* BEGIN Document passage *

All of lore.kernel.org
 help / color / mirror / Atom feed
* [PATCH v4] unpack-trees: avoid duplicate ODB lookups during checkout
@ 2017-04-14 19:25 git
  2017-04-14 19:25 ` git
  0 siblings, 1 reply; 4+ messages in thread
From: git @ 2017-04-14 19:25 UTC (permalink / raw)
  To: git; +Cc: gitster, peff, Jeff Hostetler

From: Jeff Hostetler <jeffhost@microsoft.com>

Version 4 cleans up the buf[] allocation and freeing as
suggested on the mailing list.

Jeff Hostetler (1):
  unpack-trees: avoid duplicate ODB lookups during checkout

 unpack-trees.c | 38 +++++++++++++++++++++++++++++++++-----
 1 file changed, 33 insertions(+), 5 deletions(-)

-- 
2.9.3


^ permalink raw reply	[flat|nested] 4+ messages in thread

* [PATCH v4] unpack-trees: avoid duplicate ODB lookups during checkout
  2017-04-14 19:25 [PATCH v4] unpack-trees: avoid duplicate ODB lookups during checkout git
@ 2017-04-14 19:25 ` git
  2017-04-14 19:52   ` Jeff King
  0 siblings, 1 reply; 4+ messages in thread
From: git @ 2017-04-14 19:25 UTC (permalink / raw)
  To: git; +Cc: gitster, peff, Jeff Hostetler

From: Jeff Hostetler <jeffhost@microsoft.com>

Teach traverse_trees_recursive() to not do redundant ODB
lookups when both directories refer to the same OID.

In operations such as read-tree and checkout, there will
likely be many peer directories that have the same OID when
the differences between the commits are relatively small.
In these cases we can avoid hitting the ODB multiple times
for the same OID.

This patch handles n=2 and n=3 cases and simply copies the
data rather than repeating the fill_tree_descriptor().

================
On the Windows repo (500K trees, 3.1M files, 450MB index),
this reduced the overall time by 0.75 seconds when cycling
between 2 commits with a single file difference.

* END Document passage *

[Given instruction 1]: Quote the unpack-trees patch thread word for word, beginning at the words "In these cases" and ending after the words "single file difference.".
[Given instruction 2]: Extend the unpack-trees patch thread, picking up right after its final sentence.

* BEGIN Material shown *

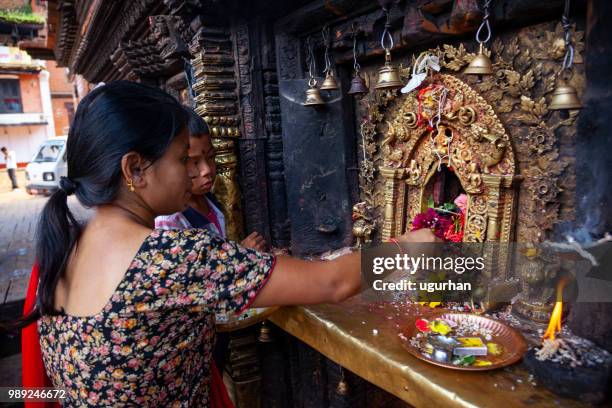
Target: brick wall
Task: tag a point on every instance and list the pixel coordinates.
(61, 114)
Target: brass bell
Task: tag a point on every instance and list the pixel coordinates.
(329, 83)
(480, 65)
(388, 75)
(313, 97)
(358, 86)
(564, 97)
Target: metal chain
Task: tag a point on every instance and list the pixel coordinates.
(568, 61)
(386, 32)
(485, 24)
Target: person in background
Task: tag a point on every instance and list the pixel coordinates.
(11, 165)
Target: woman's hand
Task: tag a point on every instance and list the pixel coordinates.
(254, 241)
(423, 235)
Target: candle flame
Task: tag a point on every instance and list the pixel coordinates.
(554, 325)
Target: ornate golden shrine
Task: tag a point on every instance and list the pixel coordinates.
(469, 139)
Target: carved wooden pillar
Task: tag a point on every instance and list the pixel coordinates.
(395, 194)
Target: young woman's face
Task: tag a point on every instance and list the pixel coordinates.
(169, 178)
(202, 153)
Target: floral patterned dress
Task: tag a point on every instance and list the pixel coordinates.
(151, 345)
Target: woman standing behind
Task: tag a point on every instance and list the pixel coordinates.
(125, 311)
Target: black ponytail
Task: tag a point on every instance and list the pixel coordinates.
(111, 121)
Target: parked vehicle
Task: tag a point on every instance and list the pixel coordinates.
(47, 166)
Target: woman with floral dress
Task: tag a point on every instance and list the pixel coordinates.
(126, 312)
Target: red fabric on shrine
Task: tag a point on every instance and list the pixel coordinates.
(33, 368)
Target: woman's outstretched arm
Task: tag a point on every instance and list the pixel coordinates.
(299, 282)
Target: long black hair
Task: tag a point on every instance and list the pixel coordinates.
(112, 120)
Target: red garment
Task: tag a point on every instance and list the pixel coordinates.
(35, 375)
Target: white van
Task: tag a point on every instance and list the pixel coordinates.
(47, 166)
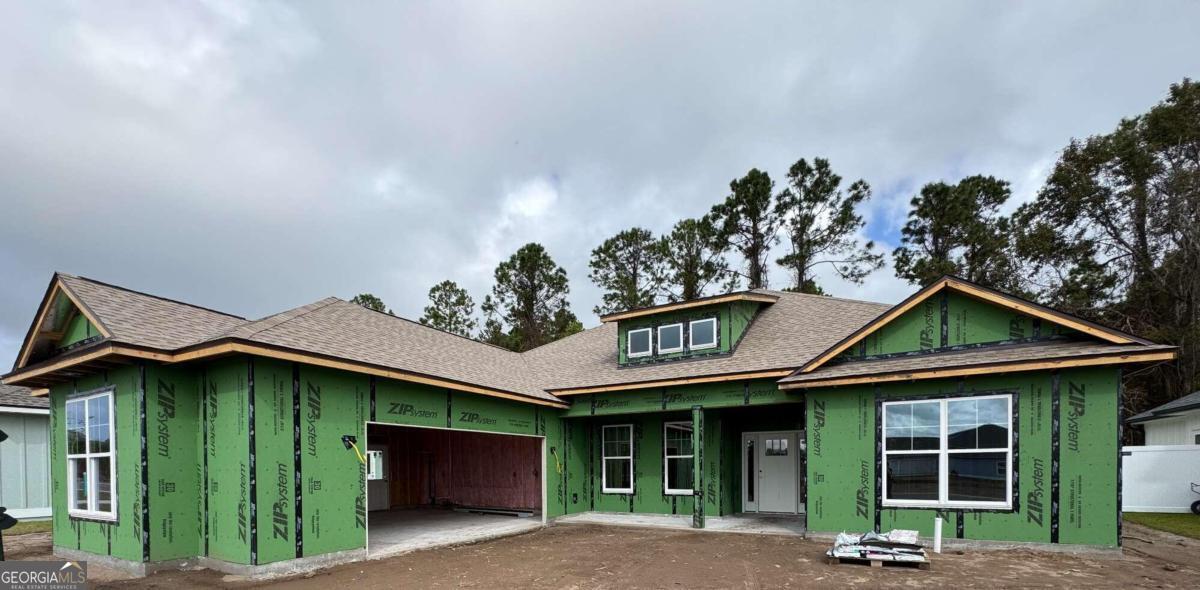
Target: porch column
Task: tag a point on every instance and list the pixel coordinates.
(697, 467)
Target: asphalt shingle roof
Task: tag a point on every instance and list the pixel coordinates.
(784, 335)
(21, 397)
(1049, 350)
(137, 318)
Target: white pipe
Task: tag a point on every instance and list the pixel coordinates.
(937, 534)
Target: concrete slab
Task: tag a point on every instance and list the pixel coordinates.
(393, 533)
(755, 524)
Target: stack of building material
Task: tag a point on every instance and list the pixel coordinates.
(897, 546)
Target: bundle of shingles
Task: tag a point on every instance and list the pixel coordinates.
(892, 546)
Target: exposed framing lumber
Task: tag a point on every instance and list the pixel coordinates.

* END Material shown *

[Reply 1]:
In these cases we can avoid hitting the ODB multiple times
for the same OID.

This patch handles n=2 and n=3 cases and simply copies the
data rather than repeating the fill_tree_descriptor().

================
On the Windows repo (500K trees, 3.1M files, 450MB index),
this reduced the overall time by 0.75 seconds when cycling
between 2 commits with a single file difference.

[Reply 2]:
(avg) before: 22.699
(avg) after:  21.955
===============

================
On Linux using p0006-read-tree-checkout.sh with linux.git:

Test                                                          HEAD^              HEAD
-------------------------------------------------------------------------------------------------------
0006.2: read-tree br_base br_ballast (57994)                  0.24(0.20+0.03)    0.24(0.22+0.01) +0.0%
0006.3: switch between br_base br_ballast (57994)             10.58(6.23+2.86)   10.67(5.94+2.87) +0.9%
0006.4: switch between br_ballast br_ballast_plus_1 (57994)   0.60(0.44+0.17)    0.57(0.44+0.14) -5.0%
0006.5: switch between aliases (57994)                        0.59(0.48+0.13)    0.57(0.44+0.15) -3.4%
================

Signed-off-by: Jeff Hostetler <jeffhost@microsoft.com>
---
 unpack-trees.c | 38 +++++++++++++++++++++++++++++++++-----
 1 file changed, 33 insertions(+), 5 deletions(-)

diff --git a/unpack-trees.c b/unpack-trees.c
index 3a8ee19..07b0f11 100644
--- a/unpack-trees.c
+++ b/unpack-trees.c
@@ -531,12 +531,18 @@ static int switch_cache_bottom(struct traverse_info *info)
 	return ret;
 }
 
+static inline int are_same_oid(struct name_entry *name_j, struct name_entry *name_k)
+{
+	return name_j->oid && name_k->oid && !oidcmp(name_j->oid, name_k->oid);
+}
+
 static int traverse_trees_recursive(int n, unsigned long dirmask,
 				    unsigned long df_conflicts,
 				    struct name_entry *names,
 				    struct traverse_info *info)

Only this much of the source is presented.